Material supplied
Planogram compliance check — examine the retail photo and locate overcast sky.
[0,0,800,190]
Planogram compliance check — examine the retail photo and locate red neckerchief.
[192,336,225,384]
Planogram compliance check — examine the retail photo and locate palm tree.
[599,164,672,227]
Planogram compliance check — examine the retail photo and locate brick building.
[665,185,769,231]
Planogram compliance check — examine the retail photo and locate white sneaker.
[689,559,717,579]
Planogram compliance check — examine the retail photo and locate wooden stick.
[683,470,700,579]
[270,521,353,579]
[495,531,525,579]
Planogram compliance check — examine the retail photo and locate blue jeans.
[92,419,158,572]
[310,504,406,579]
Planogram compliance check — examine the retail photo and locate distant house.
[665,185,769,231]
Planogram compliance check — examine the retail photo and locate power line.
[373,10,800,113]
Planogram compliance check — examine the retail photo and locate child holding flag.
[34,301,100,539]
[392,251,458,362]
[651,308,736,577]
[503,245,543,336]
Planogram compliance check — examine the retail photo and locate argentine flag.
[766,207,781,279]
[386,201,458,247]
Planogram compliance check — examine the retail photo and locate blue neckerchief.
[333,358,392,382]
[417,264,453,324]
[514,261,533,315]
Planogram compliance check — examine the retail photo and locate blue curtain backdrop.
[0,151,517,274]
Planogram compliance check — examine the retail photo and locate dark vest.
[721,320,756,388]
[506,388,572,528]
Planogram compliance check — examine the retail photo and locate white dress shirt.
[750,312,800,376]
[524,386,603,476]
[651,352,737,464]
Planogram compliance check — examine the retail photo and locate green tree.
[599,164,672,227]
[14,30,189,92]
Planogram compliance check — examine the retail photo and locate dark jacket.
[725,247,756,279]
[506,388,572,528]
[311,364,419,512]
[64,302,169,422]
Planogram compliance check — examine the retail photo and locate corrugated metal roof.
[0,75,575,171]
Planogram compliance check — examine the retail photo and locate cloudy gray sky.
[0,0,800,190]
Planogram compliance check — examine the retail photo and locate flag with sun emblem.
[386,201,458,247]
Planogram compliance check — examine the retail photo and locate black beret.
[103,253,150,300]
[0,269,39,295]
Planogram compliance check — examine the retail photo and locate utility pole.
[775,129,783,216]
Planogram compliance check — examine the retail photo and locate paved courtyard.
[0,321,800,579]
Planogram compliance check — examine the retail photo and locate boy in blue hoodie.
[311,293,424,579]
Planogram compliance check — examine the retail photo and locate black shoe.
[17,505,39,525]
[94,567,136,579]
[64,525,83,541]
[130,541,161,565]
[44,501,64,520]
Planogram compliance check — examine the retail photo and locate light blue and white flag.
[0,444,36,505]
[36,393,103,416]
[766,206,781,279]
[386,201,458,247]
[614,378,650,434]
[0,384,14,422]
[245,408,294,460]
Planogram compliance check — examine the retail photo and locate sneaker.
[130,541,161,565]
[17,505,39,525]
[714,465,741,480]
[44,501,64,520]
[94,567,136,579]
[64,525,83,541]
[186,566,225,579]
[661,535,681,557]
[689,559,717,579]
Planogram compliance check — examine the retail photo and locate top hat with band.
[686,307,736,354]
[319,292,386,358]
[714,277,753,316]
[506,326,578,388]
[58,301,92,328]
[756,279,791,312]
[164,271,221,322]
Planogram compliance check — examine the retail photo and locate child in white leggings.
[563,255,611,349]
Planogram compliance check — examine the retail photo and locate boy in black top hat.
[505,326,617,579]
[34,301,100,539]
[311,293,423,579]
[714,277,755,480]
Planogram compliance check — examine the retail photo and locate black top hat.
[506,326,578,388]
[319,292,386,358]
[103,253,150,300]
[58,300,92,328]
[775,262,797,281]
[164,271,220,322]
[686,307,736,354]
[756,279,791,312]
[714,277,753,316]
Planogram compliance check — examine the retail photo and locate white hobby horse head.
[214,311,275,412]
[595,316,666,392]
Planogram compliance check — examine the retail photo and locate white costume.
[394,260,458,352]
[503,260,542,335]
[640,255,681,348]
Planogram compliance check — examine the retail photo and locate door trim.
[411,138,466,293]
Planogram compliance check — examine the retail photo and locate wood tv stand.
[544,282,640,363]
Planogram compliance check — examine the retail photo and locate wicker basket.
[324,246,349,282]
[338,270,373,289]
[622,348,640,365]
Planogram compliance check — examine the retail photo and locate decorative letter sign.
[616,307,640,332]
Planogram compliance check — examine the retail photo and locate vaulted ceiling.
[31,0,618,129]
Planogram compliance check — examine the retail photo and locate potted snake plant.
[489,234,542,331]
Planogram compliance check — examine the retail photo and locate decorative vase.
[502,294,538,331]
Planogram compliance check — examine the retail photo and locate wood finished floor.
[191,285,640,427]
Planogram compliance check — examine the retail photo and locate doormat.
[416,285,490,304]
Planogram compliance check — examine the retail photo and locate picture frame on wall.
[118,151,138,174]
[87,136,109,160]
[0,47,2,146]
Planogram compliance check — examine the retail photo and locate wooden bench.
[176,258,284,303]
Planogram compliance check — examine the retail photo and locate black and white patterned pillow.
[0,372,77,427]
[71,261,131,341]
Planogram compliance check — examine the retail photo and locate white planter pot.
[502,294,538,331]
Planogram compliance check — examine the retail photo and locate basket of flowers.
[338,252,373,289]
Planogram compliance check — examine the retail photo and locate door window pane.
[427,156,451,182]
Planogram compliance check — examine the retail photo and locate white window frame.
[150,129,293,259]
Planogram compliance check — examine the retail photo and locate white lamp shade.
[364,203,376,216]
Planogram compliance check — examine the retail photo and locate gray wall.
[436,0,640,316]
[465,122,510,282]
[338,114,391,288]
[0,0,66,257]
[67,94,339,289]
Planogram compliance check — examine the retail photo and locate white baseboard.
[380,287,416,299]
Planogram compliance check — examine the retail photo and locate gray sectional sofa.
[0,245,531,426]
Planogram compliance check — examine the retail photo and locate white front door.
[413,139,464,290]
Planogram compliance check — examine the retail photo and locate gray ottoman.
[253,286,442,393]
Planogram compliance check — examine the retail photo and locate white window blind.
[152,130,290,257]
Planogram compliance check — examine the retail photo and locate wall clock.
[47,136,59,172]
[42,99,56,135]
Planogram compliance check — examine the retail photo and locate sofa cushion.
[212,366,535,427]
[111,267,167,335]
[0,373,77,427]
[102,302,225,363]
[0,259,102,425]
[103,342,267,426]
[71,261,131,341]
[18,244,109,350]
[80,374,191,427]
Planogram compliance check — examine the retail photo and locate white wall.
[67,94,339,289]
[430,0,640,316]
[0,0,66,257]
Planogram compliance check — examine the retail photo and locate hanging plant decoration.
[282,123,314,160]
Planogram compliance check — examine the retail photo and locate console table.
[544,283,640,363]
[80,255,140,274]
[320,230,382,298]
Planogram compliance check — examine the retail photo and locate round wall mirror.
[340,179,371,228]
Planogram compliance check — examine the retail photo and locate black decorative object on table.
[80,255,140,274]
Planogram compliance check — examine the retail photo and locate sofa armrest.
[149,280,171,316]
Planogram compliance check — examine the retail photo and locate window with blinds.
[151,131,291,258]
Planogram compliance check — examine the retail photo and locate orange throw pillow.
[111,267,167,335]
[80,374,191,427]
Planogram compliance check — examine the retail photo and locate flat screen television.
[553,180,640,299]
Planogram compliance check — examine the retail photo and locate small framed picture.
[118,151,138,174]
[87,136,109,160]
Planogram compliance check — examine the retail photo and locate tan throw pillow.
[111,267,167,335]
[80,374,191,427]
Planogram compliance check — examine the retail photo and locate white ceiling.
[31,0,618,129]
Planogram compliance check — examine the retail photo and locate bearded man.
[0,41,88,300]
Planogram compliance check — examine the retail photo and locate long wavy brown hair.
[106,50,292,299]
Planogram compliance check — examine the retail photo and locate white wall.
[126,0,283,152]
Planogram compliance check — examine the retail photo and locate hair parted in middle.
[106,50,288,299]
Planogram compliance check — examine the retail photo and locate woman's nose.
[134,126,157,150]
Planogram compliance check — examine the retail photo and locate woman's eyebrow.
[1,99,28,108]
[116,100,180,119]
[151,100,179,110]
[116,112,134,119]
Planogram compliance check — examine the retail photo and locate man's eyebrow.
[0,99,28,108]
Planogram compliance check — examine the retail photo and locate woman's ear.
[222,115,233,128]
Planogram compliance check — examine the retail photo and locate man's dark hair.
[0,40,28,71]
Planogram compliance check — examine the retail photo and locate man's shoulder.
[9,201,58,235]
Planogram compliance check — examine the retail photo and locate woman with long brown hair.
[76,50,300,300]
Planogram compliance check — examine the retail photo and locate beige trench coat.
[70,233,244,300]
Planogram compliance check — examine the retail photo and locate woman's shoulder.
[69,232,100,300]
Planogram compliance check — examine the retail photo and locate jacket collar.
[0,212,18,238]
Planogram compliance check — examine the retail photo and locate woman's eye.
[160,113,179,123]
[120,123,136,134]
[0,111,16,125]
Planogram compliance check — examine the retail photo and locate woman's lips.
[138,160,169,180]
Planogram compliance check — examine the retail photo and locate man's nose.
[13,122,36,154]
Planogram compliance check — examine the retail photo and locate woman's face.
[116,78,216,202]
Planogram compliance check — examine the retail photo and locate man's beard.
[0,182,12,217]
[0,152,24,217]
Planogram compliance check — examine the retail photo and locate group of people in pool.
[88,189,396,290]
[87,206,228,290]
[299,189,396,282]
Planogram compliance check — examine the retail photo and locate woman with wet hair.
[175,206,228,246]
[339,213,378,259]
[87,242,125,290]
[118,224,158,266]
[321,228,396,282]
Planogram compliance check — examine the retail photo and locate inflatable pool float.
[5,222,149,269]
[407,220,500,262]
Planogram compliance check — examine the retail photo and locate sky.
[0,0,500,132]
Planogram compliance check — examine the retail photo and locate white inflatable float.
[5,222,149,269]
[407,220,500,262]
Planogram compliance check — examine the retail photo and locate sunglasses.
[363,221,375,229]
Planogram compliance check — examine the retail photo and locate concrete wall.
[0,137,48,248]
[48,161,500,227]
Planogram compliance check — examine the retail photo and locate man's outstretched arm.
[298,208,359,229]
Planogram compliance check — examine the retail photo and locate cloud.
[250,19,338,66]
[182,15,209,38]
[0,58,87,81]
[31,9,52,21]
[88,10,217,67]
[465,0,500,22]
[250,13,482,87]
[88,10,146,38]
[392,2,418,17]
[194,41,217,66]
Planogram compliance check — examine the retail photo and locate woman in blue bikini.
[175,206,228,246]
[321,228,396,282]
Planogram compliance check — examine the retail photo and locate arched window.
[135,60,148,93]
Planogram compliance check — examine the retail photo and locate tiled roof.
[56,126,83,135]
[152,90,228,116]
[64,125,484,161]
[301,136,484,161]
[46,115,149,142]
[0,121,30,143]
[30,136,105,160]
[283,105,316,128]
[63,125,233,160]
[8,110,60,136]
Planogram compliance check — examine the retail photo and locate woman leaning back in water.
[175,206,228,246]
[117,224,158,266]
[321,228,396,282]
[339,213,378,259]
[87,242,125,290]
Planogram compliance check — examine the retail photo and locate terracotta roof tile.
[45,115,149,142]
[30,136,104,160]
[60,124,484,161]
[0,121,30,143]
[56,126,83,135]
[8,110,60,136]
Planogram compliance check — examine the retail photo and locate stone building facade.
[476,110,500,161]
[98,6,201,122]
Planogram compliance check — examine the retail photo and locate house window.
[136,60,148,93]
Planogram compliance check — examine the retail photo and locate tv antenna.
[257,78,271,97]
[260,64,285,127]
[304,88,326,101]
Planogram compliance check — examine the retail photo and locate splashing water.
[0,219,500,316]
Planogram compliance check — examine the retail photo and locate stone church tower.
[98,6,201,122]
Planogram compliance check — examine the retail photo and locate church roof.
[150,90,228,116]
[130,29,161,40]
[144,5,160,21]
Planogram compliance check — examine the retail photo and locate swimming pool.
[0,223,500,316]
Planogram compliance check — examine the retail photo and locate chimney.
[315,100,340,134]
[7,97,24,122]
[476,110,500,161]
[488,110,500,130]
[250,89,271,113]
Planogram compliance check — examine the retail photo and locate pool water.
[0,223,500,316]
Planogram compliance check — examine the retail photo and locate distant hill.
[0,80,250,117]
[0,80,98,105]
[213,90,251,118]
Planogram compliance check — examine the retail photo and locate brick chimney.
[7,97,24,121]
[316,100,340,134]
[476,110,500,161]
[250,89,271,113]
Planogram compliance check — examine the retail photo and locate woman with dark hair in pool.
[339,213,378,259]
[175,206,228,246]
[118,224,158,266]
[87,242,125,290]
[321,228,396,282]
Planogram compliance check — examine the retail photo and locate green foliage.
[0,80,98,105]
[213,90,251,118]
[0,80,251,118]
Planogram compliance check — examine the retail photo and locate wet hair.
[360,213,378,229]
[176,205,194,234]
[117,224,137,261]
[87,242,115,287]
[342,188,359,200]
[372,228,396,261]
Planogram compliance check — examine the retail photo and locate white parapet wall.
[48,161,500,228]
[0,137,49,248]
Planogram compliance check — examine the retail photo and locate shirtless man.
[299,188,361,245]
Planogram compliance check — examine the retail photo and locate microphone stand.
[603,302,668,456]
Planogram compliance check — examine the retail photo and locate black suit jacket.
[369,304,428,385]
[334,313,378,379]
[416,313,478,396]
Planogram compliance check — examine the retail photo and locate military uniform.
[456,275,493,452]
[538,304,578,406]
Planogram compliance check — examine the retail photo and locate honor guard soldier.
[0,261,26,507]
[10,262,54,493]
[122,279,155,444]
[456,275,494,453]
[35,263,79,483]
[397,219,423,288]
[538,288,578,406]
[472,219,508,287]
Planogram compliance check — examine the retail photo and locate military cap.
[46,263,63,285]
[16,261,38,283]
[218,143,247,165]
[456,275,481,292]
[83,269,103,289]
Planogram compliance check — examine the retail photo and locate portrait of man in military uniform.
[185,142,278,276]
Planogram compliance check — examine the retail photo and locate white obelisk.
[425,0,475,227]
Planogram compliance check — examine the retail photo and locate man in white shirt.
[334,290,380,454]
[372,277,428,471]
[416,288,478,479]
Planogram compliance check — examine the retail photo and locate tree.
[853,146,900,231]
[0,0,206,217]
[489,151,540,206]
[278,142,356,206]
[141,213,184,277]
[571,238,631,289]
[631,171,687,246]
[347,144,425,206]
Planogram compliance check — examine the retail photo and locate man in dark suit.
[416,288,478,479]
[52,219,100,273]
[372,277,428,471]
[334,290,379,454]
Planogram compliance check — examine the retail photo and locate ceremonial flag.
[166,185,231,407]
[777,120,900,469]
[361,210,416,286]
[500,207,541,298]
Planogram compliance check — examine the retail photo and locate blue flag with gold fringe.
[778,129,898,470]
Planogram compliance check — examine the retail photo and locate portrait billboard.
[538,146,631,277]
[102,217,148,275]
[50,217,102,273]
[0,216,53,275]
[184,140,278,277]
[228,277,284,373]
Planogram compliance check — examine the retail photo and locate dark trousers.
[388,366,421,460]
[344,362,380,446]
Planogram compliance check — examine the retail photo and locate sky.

Task brief
Give the lines from the very first one above through the line containing "[495,531,525,579]" as a numbered list, including both ends and leaving out any blank lines.

Written answer
1. Planogram compliance check — examine the retail photo and locate overcast sky.
2. [0,0,800,190]
3. Planogram compliance check — examine the retail photo and locate red neckerchief.
4. [192,336,225,384]
5. Planogram compliance check — examine the retail photo and locate palm tree.
6. [599,164,672,227]
7. Planogram compliance check — examine the retail photo and locate brick building.
8. [665,185,769,231]
9. Planogram compliance check — examine the retail photo and locate white sneaker.
10. [689,559,717,579]
11. Planogram compliance check — examine the retail photo and locate wooden stick.
12. [683,470,700,579]
13. [270,521,353,579]
14. [495,531,525,579]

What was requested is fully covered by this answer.